[Text section]

• • • • •

# Looking for a humane alarm clock



## Susan in VA (Apr 3, 2009)

I used to have one that would start chirping very quietly, so that if you were sleeping lightly you'd hear it and shut it off, but if you didn't shut it off it would get progressively louder every minute, changing the type of sound a couple of times too, for about six or seven minutes.

It broke a couple of years ago, and wasn't fixable, and the company no longer makes anything similar, and I couldn't find anything else like that.

Today I realized that lots of people read these posts and have all kinds of good ideas, and maybe someone knows of a similar product <keeping my fingers crossed>.

I've been using a noisy one. I dislike it because it jars me awake, which tends to make me grouchy. If I use a quieter one, or a radio alarm, I usually sleep right through it. Having one that gets progressively louder is great because you wake up when it's the right volume for _you_, depending on how much sleep you had and where in your sleep cycle you are.

Anyone know of such a product?


----------



## chynared21 (Oct 28, 2008)

*DH's clock/radio is like that. He has it set on music and it starts off soft and gets pr0gressively louder...the max being the volume level that you set. I usually hear it as soon as it goes off and his listening levels are louder than mine so I just end up nudging him to turn it off sooner  It's really old though so I'm not sure if they still sell/make them. It's also ugly *


----------



## Gertie Kindle (Nov 6, 2008)

My favorite alarm clock had a flashing light followed by a buzz.  The light usually woke me up before it started buzzing.  Small problem.  I can see light through my eyelids, but my late DH couldn't.  He wouldn't wake up until it buzzed and he hated that buzzer.


----------



## Susan in VA (Apr 3, 2009)

Lights wouldn't wake me, partly because my bedroom gets bright anyway, especially in summer, and partly because half the time I sleep sort of burrowed into the pillow. 

And unfortunately I sleep right through music.  I'd sleep through multiple volume levels of music and just wake up when it started buzzing loudly, so it would have the same effect as now.  

I don't care about "ugly", I just want it to work.  My old one was pretty though, nice and sleek, and only about 3" by 5" by 1/2", so it worked well as a travel alarm too.  And they claimed that they didn't sell enough of them to keep making them.


----------



## chynared21 (Oct 28, 2008)

*Hmmm, I'll have to ask him if it will buzz that way too. It's definitely not travel size though *


----------



## chevauchee (Mar 29, 2009)

It might be killing flies with a bazooka since you don't think a light alarm would do the trick, and it's _defintely _not for travel, but I have this and love it:

 
Sunrise System Dawn Simulator Alarm Clock

It's expensive ($115), but there is a gradual buzzer alarm option as well as the simulated sunrise option. For those who think light would work, oh, it's lovely and it uses your own lamp. I have a 150 watt bulb in a floor lamp and it wakes me _up._


----------



## Gertie Kindle (Nov 6, 2008)

• • • • •

[Source material]
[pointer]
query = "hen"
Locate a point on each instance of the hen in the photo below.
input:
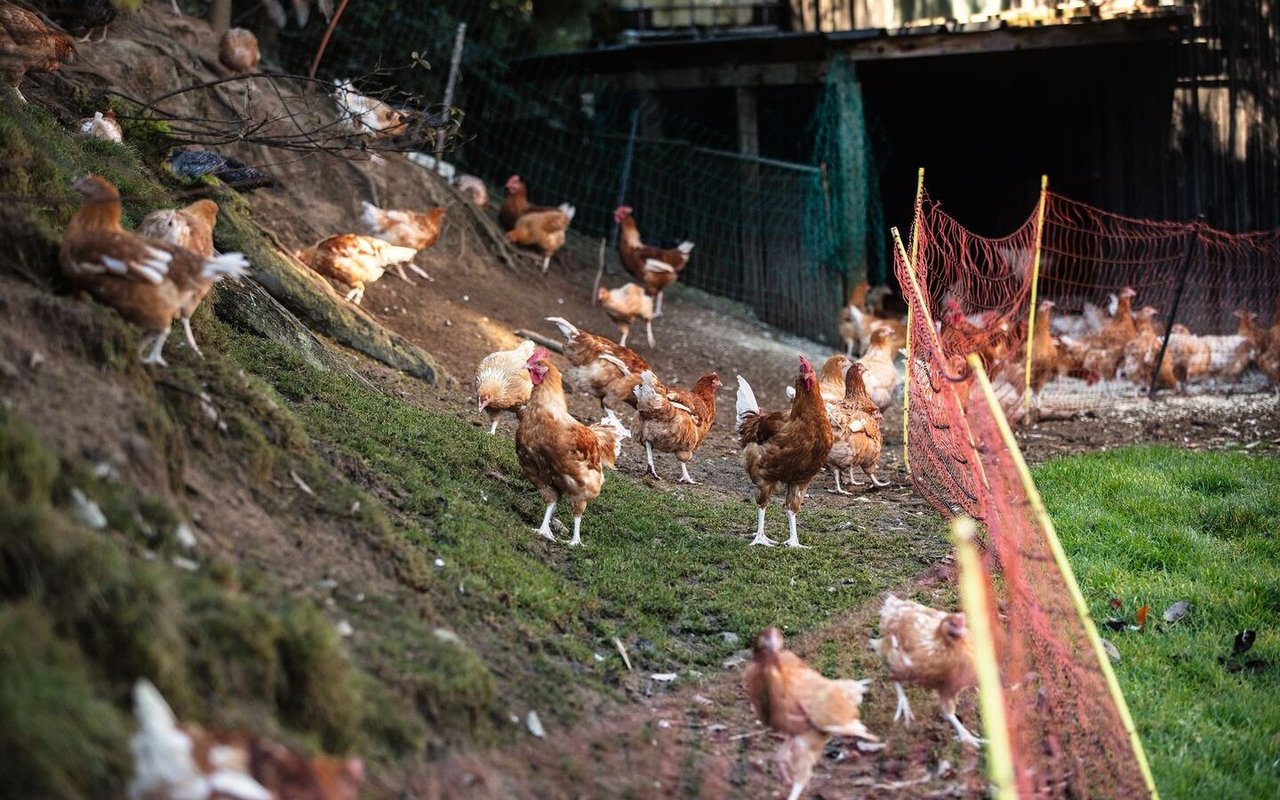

• • • • •

[Aim] Can you reproduce the passage of the alarm clock thread word for word, starting at "I used to have" and ending at "or seven minutes."? The material comes from a different source than the alarm clock thread.

[Solution to the exercise]
I used to have one that would start chirping very quietly, so that if you were sleeping lightly you'd hear it and shut it off, but if you didn't shut it off it would get progressively louder every minute, changing the type of sound a couple of times too, for about six or seven minutes.